::: Supplied material
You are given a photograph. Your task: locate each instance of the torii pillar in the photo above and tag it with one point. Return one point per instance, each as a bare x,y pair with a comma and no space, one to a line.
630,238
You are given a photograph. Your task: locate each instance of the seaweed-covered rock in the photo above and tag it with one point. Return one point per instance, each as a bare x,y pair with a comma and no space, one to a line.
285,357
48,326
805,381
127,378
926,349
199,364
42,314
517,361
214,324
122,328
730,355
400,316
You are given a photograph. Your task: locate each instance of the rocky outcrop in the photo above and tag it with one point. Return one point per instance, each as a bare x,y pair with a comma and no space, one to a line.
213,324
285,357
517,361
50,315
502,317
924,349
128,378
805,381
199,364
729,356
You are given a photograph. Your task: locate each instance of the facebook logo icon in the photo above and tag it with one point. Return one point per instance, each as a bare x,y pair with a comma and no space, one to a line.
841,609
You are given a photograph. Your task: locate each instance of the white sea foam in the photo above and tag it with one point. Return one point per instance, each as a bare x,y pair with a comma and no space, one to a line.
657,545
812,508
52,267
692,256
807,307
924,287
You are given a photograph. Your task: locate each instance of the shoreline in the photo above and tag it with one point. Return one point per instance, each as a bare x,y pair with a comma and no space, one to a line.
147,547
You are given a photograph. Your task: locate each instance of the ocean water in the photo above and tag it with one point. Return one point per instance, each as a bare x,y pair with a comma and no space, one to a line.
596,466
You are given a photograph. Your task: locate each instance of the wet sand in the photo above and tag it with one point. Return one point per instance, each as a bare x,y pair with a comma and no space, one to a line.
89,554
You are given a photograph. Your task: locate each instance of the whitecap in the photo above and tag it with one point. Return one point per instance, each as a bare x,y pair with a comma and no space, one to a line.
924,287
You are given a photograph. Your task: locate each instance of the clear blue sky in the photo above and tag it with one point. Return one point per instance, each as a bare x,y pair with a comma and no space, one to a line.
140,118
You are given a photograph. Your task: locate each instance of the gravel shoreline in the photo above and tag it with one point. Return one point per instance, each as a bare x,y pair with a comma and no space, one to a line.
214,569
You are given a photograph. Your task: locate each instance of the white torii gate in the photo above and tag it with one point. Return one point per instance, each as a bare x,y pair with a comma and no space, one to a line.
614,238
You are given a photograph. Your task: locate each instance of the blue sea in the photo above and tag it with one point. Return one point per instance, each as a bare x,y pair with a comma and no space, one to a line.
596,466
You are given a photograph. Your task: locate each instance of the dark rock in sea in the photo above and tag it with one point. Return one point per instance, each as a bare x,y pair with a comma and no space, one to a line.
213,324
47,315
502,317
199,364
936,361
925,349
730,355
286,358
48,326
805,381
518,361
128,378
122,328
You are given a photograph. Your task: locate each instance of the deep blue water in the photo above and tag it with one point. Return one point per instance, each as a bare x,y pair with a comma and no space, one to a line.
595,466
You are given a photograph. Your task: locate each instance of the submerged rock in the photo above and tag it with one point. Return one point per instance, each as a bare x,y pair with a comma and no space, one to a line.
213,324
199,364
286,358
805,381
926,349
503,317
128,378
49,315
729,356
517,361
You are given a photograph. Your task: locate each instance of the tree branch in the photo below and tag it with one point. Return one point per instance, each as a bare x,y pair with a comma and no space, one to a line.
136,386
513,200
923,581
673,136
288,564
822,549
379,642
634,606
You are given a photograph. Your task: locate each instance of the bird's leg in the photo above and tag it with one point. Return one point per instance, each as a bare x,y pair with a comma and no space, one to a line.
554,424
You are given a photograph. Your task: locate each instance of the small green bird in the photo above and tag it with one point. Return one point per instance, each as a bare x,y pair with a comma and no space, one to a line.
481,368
::::::
Retype exactly, please, each line from the line that contains "of the blue" through the last line of the entries above, with nothing added.

**Exercise result**
You are given a photograph. Your task: locate each instance of the blue sea in the photo above and tag it with one point. Return one point per instance, each as a bare x,y pair with a comma and no space, one to a line.
596,466
You are given a photograph. Your task: locate each instance of the dark rock in sea in the photo above and tag it with one point. Return one point per instance, each as a bare x,y pair with a comma and no space, one to a line.
213,324
47,315
502,317
199,364
936,361
925,349
730,355
286,358
48,326
805,381
518,361
128,378
122,328
You are given a photograph. Your task: locate each instance of the deep blue water in the photo above and tag it with one point. Return one point per instance, each as a bare x,y pair with a comma and no space, one to a line.
595,466
You are given a photograph. Your task: locate each instance of the submerged rock in the photo above and tag it with one point. Return one point per instance, each as a bare x,y pair with a comma and no space, one to a line.
213,324
199,364
286,358
805,381
926,349
503,317
128,378
49,315
729,356
517,361
You are given a photograph. Your task: locate each instance of the tree branch in the photo below and tag it with one point. Return one point per instance, each as a bare x,y pair with a comma and no space, one to a line.
136,386
513,200
923,581
673,136
288,564
822,549
379,642
634,606
You are given a photograph. Your task: locate each instance of the bird's leg in the photo above and tag it with one point. Return one point per instance, each as a bare x,y pair with a comma and no space, one to a line.
554,424
You are given a photograph. Your task: locate each instance of the small green bird in the photo above and tag it with one point. Return one point per instance, each as a bare x,y pair with a comma and no space, one to a line.
481,368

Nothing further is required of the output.